**WHAT YOU WILL DO**
Give the entries below as a two-column CSV with the header row text,answer, using one row per entry. Put each entry's text and its answer in a single quoted field each, with every line break replaced by a space.

**DATA TO USE**
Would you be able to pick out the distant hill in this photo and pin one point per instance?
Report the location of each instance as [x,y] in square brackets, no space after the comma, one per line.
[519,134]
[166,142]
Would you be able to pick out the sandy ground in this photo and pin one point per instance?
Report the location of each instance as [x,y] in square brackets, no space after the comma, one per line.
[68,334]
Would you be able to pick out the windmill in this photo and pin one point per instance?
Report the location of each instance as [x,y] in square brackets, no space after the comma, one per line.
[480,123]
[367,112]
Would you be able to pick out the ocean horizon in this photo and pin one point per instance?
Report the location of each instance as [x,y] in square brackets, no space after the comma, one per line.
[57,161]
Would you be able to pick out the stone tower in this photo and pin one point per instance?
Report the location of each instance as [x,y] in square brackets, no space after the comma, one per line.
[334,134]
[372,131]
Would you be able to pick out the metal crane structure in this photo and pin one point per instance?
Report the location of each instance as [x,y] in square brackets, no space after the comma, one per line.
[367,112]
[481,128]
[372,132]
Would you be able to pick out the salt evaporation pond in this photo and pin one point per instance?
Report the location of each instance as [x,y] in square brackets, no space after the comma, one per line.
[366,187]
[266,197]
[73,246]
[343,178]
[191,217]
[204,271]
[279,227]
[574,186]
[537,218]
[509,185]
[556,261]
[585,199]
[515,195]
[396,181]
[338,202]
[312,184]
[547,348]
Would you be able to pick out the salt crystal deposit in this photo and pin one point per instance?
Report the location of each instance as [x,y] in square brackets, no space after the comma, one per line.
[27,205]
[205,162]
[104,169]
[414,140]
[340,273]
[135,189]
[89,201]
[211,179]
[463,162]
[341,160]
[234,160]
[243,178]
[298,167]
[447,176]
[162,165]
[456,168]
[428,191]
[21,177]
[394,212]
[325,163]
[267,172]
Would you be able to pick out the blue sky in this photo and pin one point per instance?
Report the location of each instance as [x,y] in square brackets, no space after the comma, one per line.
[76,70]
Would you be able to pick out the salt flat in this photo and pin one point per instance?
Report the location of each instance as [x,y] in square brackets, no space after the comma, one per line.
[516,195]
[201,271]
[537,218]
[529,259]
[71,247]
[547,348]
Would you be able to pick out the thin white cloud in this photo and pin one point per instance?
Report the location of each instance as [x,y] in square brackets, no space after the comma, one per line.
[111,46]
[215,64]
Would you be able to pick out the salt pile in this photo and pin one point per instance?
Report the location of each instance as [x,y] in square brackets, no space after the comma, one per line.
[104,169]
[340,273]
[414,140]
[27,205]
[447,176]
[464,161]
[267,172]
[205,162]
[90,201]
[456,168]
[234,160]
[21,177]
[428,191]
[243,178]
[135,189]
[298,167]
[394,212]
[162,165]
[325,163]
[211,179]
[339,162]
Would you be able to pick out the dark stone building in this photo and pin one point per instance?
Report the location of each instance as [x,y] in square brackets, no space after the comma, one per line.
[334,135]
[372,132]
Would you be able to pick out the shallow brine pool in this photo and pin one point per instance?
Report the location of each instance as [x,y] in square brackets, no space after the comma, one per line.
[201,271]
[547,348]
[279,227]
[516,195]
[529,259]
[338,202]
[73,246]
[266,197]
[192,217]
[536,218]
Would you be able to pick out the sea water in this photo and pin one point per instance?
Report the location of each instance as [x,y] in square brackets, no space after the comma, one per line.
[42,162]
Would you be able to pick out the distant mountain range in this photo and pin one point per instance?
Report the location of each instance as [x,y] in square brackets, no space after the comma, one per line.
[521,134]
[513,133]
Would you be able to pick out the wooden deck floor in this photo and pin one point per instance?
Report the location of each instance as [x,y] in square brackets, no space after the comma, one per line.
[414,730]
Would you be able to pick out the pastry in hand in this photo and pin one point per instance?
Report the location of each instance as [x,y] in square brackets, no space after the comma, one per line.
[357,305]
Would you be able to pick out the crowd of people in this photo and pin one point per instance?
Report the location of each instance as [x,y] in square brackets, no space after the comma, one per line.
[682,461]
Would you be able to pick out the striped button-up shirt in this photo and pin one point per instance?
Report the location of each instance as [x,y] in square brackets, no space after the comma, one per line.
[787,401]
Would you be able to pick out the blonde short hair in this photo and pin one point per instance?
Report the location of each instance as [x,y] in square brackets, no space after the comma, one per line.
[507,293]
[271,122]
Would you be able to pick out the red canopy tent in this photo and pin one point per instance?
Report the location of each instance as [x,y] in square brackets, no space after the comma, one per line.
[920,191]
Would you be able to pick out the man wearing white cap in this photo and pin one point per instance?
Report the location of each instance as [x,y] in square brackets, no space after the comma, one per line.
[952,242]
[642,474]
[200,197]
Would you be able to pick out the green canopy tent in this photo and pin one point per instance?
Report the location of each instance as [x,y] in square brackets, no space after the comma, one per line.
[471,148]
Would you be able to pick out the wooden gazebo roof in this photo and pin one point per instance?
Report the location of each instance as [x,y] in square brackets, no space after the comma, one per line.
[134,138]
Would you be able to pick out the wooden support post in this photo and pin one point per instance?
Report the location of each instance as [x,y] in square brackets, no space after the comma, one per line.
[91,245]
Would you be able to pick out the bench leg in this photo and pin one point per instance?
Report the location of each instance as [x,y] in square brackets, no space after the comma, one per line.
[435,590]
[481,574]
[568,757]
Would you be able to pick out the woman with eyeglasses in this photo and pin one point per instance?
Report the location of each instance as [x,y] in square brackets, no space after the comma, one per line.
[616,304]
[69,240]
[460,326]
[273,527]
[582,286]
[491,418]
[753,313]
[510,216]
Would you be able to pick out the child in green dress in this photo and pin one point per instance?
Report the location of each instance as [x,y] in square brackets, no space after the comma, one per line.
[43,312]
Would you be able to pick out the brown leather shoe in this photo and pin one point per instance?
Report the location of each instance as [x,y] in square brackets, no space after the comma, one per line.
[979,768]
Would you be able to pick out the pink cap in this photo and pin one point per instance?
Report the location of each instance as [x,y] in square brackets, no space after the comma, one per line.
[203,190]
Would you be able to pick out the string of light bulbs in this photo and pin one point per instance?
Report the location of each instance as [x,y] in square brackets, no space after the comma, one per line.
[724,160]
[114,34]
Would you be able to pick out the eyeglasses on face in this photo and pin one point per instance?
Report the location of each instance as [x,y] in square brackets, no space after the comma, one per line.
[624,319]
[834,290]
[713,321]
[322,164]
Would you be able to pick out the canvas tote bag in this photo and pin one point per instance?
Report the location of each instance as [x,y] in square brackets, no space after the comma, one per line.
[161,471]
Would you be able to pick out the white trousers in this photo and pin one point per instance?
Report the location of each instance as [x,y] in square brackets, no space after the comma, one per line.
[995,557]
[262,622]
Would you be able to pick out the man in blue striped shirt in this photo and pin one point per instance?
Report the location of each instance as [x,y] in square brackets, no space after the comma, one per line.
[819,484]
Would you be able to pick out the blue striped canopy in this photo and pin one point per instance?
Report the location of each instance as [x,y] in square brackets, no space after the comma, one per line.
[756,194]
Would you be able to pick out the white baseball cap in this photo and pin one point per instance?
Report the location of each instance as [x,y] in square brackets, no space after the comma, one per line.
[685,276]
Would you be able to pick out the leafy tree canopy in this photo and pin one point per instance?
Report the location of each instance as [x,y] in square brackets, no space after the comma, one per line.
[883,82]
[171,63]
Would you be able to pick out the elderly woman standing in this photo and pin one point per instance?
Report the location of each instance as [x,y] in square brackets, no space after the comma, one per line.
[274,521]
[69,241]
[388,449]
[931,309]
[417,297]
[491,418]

**RESPONSE TO THIS TASK**
text,answer
"Would you be able to pick out the distant hill in this photo and pin one point per instance? Report the location of each instance as [x,y] in square brackets, no space after the comma, one per line.","[519,134] [166,142]"
"Would you be able to pick out the sandy ground in this photo and pin one point per instance? Report the location of each instance as [x,y] in square brackets, no space after the comma, one per line.","[68,334]"
"Would you be able to pick out the windmill in this photo and pin one point per instance? Report the location of each instance as [x,y] in square brackets, no space after the comma, one per line.","[480,123] [367,112]"
"Would you be able to pick out the ocean horizon in this photo and pin one point per instance? Report the location of each instance as [x,y] in square brackets, no space after the comma, one per line.","[57,161]"
"Would you be able to pick out the stone tower in this photo and pin one point per instance? Report the location of each instance as [x,y] in square brackets, no space after the comma, one per line.","[334,134] [372,131]"
"Would you be able to pick out the metal crane structure in this photo and pin one point per instance? Report the location of each instance as [x,y] in square brackets, no space after the comma, one per line.","[367,112] [481,128] [372,132]"
"Would you be able to pick out the salt evaporation pond in this photo and pin one point per instance? Report the location of each instance as [x,y] in square brackets, no space after the comma, one per line.","[366,187] [266,197] [73,246] [343,178] [191,217] [204,271] [279,227] [574,186] [537,218] [509,185] [556,261] [585,199] [515,195] [396,181] [338,202] [312,184] [547,348]"
"Would you be able to pick out the salt crystal deposit in this photo and pin one point per instance? Report the location of each instance as [x,y] in square brackets, no space after the comma, one per line.","[27,205] [205,162] [104,169] [414,140] [340,273] [135,189] [89,201] [211,179] [463,162] [341,160] [234,160] [243,178] [298,167] [447,176] [162,165] [456,168] [428,191] [21,177] [394,212] [325,163] [267,172]"
"Would you be able to pick out the blue sky in this photo and pin one point per instance? Report the location of each instance as [x,y] in square brackets, no space after the comma, one per line.","[76,70]"
"Would you be able to pick out the salt flat in this photo and pin one point per instance? Report the location of each instance as [x,y] in square brackets, no space after the comma, one per line.","[516,195] [201,271] [537,218] [529,259] [71,247] [547,348]"
"Would you be able to pick out the thin white cloud in this photo and pin one point per instance? Report the location of each instance as [x,y] in square brackets, no space after the comma, one per line.","[111,46] [215,64]"
"Would you be able to pick out the salt pile in this photo and pin one point per instance? Report the location of each instance as [x,y] in square brackets, no space after the comma, one per line.","[104,169] [340,273] [414,140] [27,205] [447,176] [464,161] [267,172] [205,162] [90,201] [456,168] [234,160] [21,177] [428,191] [243,178] [135,189] [298,167] [394,212] [162,165] [325,163] [211,179] [339,162]"
"Would you be able to pick out the dark stone building in this photo and pin one point per instance? Report the location of each instance as [x,y] in square brackets, no space after the comma, one per line.","[334,135] [372,132]"
"Would you be able to pick out the shallow brine pool in this photo and pin one point per instance? Report the location of each instance as [x,y] in square brackets, no space after the comma, one per line.","[201,271] [547,348] [279,227] [516,195] [529,259] [338,202] [73,246] [266,197] [192,217] [536,218]"
"Would you be able to pick out the sea water in this photo and pin one point per instance? Report the location of each instance as [x,y] in square brackets, no space after the comma, one per line.","[42,162]"
"Would you be able to pick out the distant mountain range in this photo and pin one point per instance? Report the location of each instance as [x,y] in square brackets, no space after the comma, one per line.","[521,134] [513,133]"
"Would you be able to pick out the wooden deck floor in this photo and pin one point per instance? Report the location of each instance as [x,y] in square brackets, no space after the comma, one per line.","[414,730]"
"Would you be able to pick out the pastry in hand in this photo and pin one point per instance? Report the location of each instance as [x,y] in square brackets, no space after the comma, one per line.","[357,305]"
"Would you be able to pick out the crowd of people in this photo and pin one point per instance? Report the location of each instance as [x,y] in square brackets, no space after the comma, one per line.","[682,461]"
"Would you be able to pick out the striped button-up shirt in this photo and pin one point per instance? Report the location of each instance as [x,y] in square brackets, no space after the comma, one per line.","[787,401]"
"Would you be able to pick out the blonde short hair in this photo and pin one point per instance? Report the location of each instance as [x,y] in square brackets, no space after the comma, one per line.","[507,293] [271,122]"
"Would you be able to pick out the red canopy tent in this photo and pin one point per instance? Report the location of each instance as [x,y] in square brackets, no space after the comma, one per line.","[920,191]"
"Would you be able to pick out the man wearing white cap in this photo and pin one point per instance? Report the location of each instance as [x,y] in square brackets, no space after the comma, one per line.","[952,242] [642,474] [200,197]"
"Would you be able to pick out the green canopy tent in this photo and pin one point per instance? Report the location of each instance as [x,y] in square brackets, no space after the comma, one per line.","[471,148]"
"Would you be able to pick out the wooden gazebo roof in this photo and pin one point per instance? Report the location of each instance as [x,y] in square brackets, no space after the comma, one per line.","[134,138]"
"Would you be able to pick out the wooden support post in this photo and pin one point per instance? Report the location of each instance as [x,y] in square brackets, no space after the comma, one per line.","[91,245]"
"Would you be able to pick out the bench leg in this photo and pin one point per instance? Report the location of each instance as [x,y] in square brackets, no space after the comma, one per line.","[435,590] [481,574] [568,757]"
"Would you be able to pick out the woman with eyeglasses in this photo and pin one point per instance? Report the location of each instance as [x,y] in square brackets, no space after the comma, one per line.","[616,304] [69,240] [460,326] [273,527] [582,286] [491,418] [753,313] [510,216]"
"Would you be able to pick out the child in green dress in this photo and pin one point per instance? Report the location of each instance as [x,y] in square brackets, no space after the comma, one per line.","[43,312]"
"Would you be able to pick out the brown leather shoe in this photo and pin one point per instance? Report the location of each instance as [x,y] in square brackets, no space after the comma, one per line.","[979,768]"
"Would you be able to pick out the pink cap in this photo and pin one point per instance? Report the location of each instance as [x,y] in square brackets, no space after the comma, one per line.","[203,190]"
"Would you be able to pick out the string of light bulbs in this photo and pin one point per instance? Report the location of each instance as [x,y] in square brackets, no space after the comma, one per line.","[724,160] [114,34]"
"Would you be able to pick out the eyeglasses on face in this photo and pin one point per instance? Report the location of each instance as [x,y] in square brackets, no space after the comma, one per line.","[624,319] [834,290] [713,321] [322,164]"
"Would you be able to pick out the canvas tote bag in this photo and pin one point per instance? Report the location of each instance as [x,y] in square brackets, no space after the comma, one per line.","[161,471]"
"Would you be able to pick out the white trousers in this photo and pin one point per instance? Report the location of each instance as [x,y] in square brackets, no space after the comma, one per line.","[995,557] [262,622]"
"Would you be able to pick out the man in blue striped shirt in this photo and pin one point per instance? Report the location of each instance as [x,y] in square brackets, no space after the comma, one per line.","[819,484]"
"Would you be able to pick out the blue striped canopy in this photo and pin one point per instance? Report the location of each instance as [x,y] in square brackets, no space after the comma, one per line.","[756,194]"
"Would you be able to pick out the white baseball cap in this photo and pin one point per instance? Report the location of each instance as [x,y] in square brackets, no space after the comma, one per line.","[685,276]"
"Would you be able to pick out the leafy tree canopy in this photo and pin one point per instance? Report the location of each instance as [x,y] in square brackets, no space after the comma, one per line.","[883,82] [171,63]"
"Would you be able to pick out the elderly woman standing in this photo and pin one point per instance? Report the location of each instance as [x,y] in square brackets, no space after the comma, one per line.","[274,521] [69,241] [388,449] [931,309] [417,297] [491,418]"